• RAW DATA:

------------------------

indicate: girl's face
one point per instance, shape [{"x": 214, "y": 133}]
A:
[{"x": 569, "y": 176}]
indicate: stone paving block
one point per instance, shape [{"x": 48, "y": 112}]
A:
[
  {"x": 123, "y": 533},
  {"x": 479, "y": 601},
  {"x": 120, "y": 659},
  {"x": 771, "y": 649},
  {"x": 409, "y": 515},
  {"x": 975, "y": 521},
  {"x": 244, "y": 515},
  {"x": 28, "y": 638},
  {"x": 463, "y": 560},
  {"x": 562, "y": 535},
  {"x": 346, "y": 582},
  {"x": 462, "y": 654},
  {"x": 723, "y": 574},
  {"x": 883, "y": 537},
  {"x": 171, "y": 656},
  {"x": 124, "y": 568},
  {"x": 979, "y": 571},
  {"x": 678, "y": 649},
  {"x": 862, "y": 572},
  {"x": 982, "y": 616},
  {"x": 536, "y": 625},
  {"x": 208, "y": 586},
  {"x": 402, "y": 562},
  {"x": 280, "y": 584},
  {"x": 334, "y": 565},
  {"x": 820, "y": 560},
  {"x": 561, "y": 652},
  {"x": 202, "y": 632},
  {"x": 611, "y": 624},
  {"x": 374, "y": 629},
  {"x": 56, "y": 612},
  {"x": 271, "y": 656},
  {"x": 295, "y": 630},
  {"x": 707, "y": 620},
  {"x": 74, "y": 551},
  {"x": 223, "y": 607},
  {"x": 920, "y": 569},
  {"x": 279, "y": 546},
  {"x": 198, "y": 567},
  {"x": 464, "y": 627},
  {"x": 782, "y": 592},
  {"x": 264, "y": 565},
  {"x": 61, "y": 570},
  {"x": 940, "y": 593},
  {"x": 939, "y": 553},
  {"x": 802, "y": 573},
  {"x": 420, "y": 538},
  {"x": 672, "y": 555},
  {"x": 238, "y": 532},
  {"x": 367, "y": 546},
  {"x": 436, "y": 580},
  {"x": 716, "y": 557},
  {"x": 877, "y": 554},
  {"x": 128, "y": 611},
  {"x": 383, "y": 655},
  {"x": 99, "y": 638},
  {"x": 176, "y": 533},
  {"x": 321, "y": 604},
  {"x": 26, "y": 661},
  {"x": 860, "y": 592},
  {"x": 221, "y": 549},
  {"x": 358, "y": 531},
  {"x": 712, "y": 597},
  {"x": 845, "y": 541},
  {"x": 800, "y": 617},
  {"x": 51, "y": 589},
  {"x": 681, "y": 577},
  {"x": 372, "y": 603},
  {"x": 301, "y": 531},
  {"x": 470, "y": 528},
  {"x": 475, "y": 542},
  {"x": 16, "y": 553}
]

------------------------

Set down every one of the records above again, line for line, with no character changed.

indicate: girl's face
one point per instance, shape [{"x": 214, "y": 133}]
A:
[{"x": 569, "y": 176}]
indicate: stone paving block
one point per instance, shape [{"x": 48, "y": 112}]
A:
[
  {"x": 123, "y": 533},
  {"x": 479, "y": 601},
  {"x": 120, "y": 659},
  {"x": 771, "y": 649},
  {"x": 409, "y": 515},
  {"x": 975, "y": 521},
  {"x": 244, "y": 515},
  {"x": 28, "y": 638},
  {"x": 463, "y": 560},
  {"x": 562, "y": 535},
  {"x": 346, "y": 582},
  {"x": 462, "y": 654},
  {"x": 723, "y": 574},
  {"x": 883, "y": 537},
  {"x": 171, "y": 656},
  {"x": 124, "y": 568},
  {"x": 979, "y": 571},
  {"x": 678, "y": 649},
  {"x": 862, "y": 572},
  {"x": 982, "y": 616},
  {"x": 536, "y": 625},
  {"x": 208, "y": 586},
  {"x": 402, "y": 562},
  {"x": 280, "y": 584},
  {"x": 334, "y": 565},
  {"x": 820, "y": 560},
  {"x": 561, "y": 652},
  {"x": 202, "y": 632},
  {"x": 611, "y": 624},
  {"x": 374, "y": 629},
  {"x": 56, "y": 612},
  {"x": 271, "y": 656},
  {"x": 295, "y": 630},
  {"x": 707, "y": 620},
  {"x": 74, "y": 551},
  {"x": 223, "y": 607},
  {"x": 920, "y": 569},
  {"x": 279, "y": 546},
  {"x": 198, "y": 567},
  {"x": 464, "y": 627},
  {"x": 782, "y": 592},
  {"x": 264, "y": 565},
  {"x": 61, "y": 570},
  {"x": 940, "y": 593},
  {"x": 939, "y": 553},
  {"x": 802, "y": 573},
  {"x": 420, "y": 538},
  {"x": 672, "y": 555},
  {"x": 238, "y": 532},
  {"x": 367, "y": 546},
  {"x": 436, "y": 580},
  {"x": 716, "y": 557},
  {"x": 877, "y": 554},
  {"x": 128, "y": 611},
  {"x": 383, "y": 655},
  {"x": 99, "y": 638},
  {"x": 176, "y": 533},
  {"x": 321, "y": 604},
  {"x": 26, "y": 661},
  {"x": 860, "y": 592},
  {"x": 221, "y": 549},
  {"x": 358, "y": 531},
  {"x": 712, "y": 597},
  {"x": 845, "y": 541},
  {"x": 800, "y": 617},
  {"x": 51, "y": 589},
  {"x": 681, "y": 577},
  {"x": 372, "y": 603},
  {"x": 301, "y": 531},
  {"x": 470, "y": 528},
  {"x": 475, "y": 542},
  {"x": 16, "y": 553}
]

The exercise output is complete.